▶ _What to do_: Print the part of the testimony transcript between "City Prosecutor Haubert: [indicates" and "in the past?", inclusive, reproducing it word for word.

The Airport Advisory Commission testimony by City Prosecutor/former AAC member Haubert speaks for itself. Our transcript is unofficial, prepared by us; bracketed material is added for clarity.]

Q: ...I have a few questions, and I think it was brought up at Tuesday night's [Feb. 17] City Council meeting, the challenge I think back in 2003 [actually 2001-02] that was specifically to the allocation [of flight slots], correct?...

City Prosecutor Haubert: [indicates yes]

Q: ...but that had the potential, correct me if I'm wrong, that had the potential to dismantle or allow for review of the actual Ordinance altogether?

City Prosecutor Haubert: Yes. This actually comes up with some frequency and Councilmembers have asked me, 'as long as we don't amend the noise ordinance, it'll always be there, right?' And I say: 'Well, no.' [notes Council action or a citizens petition could amend or repeal the ordinance, and adds]...Congress could take their pen and strike out our exemption [from the federal Airport Noise and Capacity Act] and our entire noise ordinance would be gone [or] if someone were to sue in court, and a federal district court judge would invalidate our noise ordinance or any part of it...So if a judge were to invalidate our Ordinance it'd be gone...

Q: So why haven't airlines challenged it in the past?

City Prosecutor Haubert: Think of it this way: why would they? Who has a motive to challenge the noise ordinance? For many, many years, we had, what, 8, 6 or 10 flights...If you wanted another flight, you just ask for it and we'll give you another slot...If you remember, what happened [in 2001] was our flight allocation resolution, not an ordinance, just the...rules of how we're going to give out the slots. It required a 90 day ramp up period, you can have a slot but you have to start using it in 90 days. And JetBlue came along and said well we can't ramp up the fast but we want all 27 of your [then-available slots for large aircraft over 75,000 pounds] we'll take 'em if you allow us to ramp up service in 180 days. And so I'm sure the Council talked to the City Attorney and he said 'sure fine, you're not changing the ordinance, you're just changing how you give out the slots' and the Council said 'sure we'll give you 180 days to ramp up your service.' And so JetBlue took that and the other airlines said, 'now hold on here. If you had asked me if I wanted 180 days to ramp up service, I would have taken the slots, or some of them,' and this is after the fact...they're angry because JetBlue got the slots. That's when all hell breaks loose...[Airlines] are fighting with each other; we're just a casualty if another airline wants into the airport and all 41 slots are allocated, how are they going to get it?...So to answer your question, which is a great question, I think the crisis will come when someone sees an opportunity here in Long Beach, so the type of opportunity will dictate who challenges us and what form of challenge it will take.

(Records of labeled points)

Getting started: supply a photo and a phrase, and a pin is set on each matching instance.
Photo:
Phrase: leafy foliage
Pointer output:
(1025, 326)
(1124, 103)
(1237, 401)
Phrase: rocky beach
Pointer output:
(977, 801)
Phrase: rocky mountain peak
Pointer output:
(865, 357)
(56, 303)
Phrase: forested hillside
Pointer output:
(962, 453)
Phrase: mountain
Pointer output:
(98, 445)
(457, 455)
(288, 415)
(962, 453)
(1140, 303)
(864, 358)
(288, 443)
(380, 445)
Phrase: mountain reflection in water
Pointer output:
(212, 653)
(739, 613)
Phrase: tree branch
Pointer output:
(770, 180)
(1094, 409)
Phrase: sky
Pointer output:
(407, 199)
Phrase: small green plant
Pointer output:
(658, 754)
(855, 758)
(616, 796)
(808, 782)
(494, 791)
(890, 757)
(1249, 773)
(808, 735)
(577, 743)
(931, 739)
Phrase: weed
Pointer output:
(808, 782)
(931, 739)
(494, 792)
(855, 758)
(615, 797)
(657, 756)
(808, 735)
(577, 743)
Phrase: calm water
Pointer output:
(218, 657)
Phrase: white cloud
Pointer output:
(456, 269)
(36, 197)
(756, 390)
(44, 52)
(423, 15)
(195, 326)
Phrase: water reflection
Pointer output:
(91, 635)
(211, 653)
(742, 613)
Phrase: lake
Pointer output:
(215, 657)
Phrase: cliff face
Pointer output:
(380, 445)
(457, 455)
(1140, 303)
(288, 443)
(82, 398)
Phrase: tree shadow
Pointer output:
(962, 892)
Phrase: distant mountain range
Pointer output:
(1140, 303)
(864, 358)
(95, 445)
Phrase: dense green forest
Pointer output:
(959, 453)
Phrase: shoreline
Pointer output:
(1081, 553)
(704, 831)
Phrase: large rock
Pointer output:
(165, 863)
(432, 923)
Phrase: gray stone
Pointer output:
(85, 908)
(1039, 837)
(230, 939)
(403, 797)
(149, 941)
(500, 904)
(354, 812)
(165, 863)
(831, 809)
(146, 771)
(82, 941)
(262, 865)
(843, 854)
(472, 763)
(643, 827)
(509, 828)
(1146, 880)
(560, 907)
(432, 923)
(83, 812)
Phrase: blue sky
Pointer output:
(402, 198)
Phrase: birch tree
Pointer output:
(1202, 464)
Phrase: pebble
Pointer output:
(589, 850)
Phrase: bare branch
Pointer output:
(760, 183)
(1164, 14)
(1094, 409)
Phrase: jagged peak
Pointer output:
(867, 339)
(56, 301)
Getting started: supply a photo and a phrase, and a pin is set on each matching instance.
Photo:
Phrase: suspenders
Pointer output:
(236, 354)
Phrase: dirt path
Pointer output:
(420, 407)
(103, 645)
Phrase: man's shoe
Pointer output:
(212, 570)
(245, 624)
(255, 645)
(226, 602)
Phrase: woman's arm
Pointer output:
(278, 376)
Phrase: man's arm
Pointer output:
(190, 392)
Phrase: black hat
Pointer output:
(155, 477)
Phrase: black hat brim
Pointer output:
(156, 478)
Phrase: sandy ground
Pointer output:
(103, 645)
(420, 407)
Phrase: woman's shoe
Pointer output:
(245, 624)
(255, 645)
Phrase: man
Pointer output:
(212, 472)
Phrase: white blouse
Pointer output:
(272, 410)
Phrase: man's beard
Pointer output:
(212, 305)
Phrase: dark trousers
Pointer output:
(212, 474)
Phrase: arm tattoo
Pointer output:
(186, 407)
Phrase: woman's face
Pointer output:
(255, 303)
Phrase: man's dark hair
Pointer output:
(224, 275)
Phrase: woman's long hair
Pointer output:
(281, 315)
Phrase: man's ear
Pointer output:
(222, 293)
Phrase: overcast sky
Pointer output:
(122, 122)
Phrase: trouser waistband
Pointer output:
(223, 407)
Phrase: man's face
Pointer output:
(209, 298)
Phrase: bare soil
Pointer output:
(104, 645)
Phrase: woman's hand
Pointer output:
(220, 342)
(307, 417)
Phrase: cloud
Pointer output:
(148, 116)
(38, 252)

▶ _Exercise result_:
City Prosecutor Haubert: [indicates yes]

Q: ...but that had the potential, correct me if I'm wrong, that had the potential to dismantle or allow for review of the actual Ordinance altogether?

City Prosecutor Haubert: Yes. This actually comes up with some frequency and Councilmembers have asked me, 'as long as we don't amend the noise ordinance, it'll always be there, right?' And I say: 'Well, no.' [notes Council action or a citizens petition could amend or repeal the ordinance, and adds]...Congress could take their pen and strike out our exemption [from the federal Airport Noise and Capacity Act] and our entire noise ordinance would be gone [or] if someone were to sue in court, and a federal district court judge would invalidate our noise ordinance or any part of it...So if a judge were to invalidate our Ordinance it'd be gone...

Q: So why haven't airlines challenged it in the past?